2017: A space odyssey

There has been so much going on over the last few months that I’ve struggled to know where to start. Normally I find the inspiration for posts everywhere but it feels as if watching in silence (frequently the stunned kind) and listening (versus spouting off) has been the order of the day. Democracy has certainly shown us the power that the disenfranchised and unheard hold in their hands and the last six months has revealed the world to be a much more uncertain place than a whole lot of us thought it was.

Uncertainty prevails closer to home too. Back in June I posted about the changes at work and this week it will be my turn to say my goodbyes. After almost six years, the people and projects that have shaped a large proportion of my life will disappear and while there will be some friendships that endure, I will be left with quite a large space in my life.

(Actually what’s immediately next is a packed two weeks of pre-Christmas catch-ups before a sojourn in Thailand and a family Christmas Down Under…but I digress.)

The saying goes that nature abhors a vacuum and human nature is no exception. We are driven to achieve instead of discover, stillness must be filled with doing and silence is shattered with noise and words rather than peace and understanding.

Space – finding it and holding on to it – is a tricky thing to manage.


This photograph was taken yesterday as I stood on the second floor of the atrium in the Design Museum‘s new home, the old Commonwealth Institute building in Kensington. It’s a great example of the paradox of ‘holding the space’ – the challenges in maintaining the listed hyperbolic parabaloid roof versus the striking effect of the sweeping curves of the atrium ceiling. Is the former really worth the latter?

My journey into this new space is not unexpected and for some time, I’ve had a general idea of what’s next and how I aim to build some different life choices into the next 8-10 years. Over the last year, I have been working on several things that may become pieces of this future but the really specific parts are not yet fully formed. It’s hugely exciting…and uncomfortable.

Space – and uncertainty – is scary.

When people ask me about what’s next, I feel the urge to explain it all, to define it and lay out the way forward. I jumped out of a plane about 15 years ago and it’s that same feeling – perched at the open door, looking out over the landscape sprawled below and questioning whether I was brave or stupid to be doing this. Then leaping out into the void, trusting that the agreed plan I’d learnt in my pre-jump training (as well as the parachute instructor strapped onto my back) would result in my landing on my feet again.

And I felt it when I arrived at Heathrow Airport almost 13 years ago, with nothing before me except the chance to build a new life. In both cases there was much ungainly sprawling and innumerable dents to my ego. But what an education I’ve had.

> [GOAL]:
According to the post, how long ago did the writer arrive at Heathrow Airport?

> [ENTRIES SHOWN]:
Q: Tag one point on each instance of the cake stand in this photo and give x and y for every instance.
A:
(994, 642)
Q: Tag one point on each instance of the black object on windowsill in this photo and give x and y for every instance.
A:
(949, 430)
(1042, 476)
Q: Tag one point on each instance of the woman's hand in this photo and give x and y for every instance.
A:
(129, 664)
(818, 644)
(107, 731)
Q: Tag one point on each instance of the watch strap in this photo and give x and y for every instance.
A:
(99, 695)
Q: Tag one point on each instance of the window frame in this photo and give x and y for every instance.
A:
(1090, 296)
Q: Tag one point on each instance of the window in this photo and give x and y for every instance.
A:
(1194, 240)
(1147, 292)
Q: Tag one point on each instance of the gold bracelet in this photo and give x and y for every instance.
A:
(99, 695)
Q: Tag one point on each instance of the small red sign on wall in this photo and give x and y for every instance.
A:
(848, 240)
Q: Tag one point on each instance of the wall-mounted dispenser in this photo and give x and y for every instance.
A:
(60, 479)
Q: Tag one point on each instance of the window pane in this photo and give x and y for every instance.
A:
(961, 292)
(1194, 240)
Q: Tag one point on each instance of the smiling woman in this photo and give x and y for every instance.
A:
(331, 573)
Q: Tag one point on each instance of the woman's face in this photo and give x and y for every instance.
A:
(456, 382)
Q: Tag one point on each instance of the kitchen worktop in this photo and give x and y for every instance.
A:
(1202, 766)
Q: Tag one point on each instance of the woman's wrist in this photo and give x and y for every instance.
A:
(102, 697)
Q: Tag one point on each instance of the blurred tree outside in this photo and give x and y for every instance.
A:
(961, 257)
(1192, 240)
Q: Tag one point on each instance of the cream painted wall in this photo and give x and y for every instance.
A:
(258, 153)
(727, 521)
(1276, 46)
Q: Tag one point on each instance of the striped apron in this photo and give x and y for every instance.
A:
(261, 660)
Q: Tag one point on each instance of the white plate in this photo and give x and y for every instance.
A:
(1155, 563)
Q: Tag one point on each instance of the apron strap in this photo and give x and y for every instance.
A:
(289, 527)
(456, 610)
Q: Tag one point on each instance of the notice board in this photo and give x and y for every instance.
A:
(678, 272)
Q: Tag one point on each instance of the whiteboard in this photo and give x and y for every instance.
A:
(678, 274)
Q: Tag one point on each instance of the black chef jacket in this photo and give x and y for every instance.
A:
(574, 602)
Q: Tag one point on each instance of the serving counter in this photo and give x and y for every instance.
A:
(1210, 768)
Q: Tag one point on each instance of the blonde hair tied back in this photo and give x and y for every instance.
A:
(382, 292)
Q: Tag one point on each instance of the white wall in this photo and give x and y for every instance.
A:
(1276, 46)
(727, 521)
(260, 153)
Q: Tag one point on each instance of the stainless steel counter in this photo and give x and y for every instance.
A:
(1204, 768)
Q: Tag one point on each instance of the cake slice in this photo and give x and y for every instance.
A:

> [EXERCISE OUTPUT]:
Almost 13 years ago.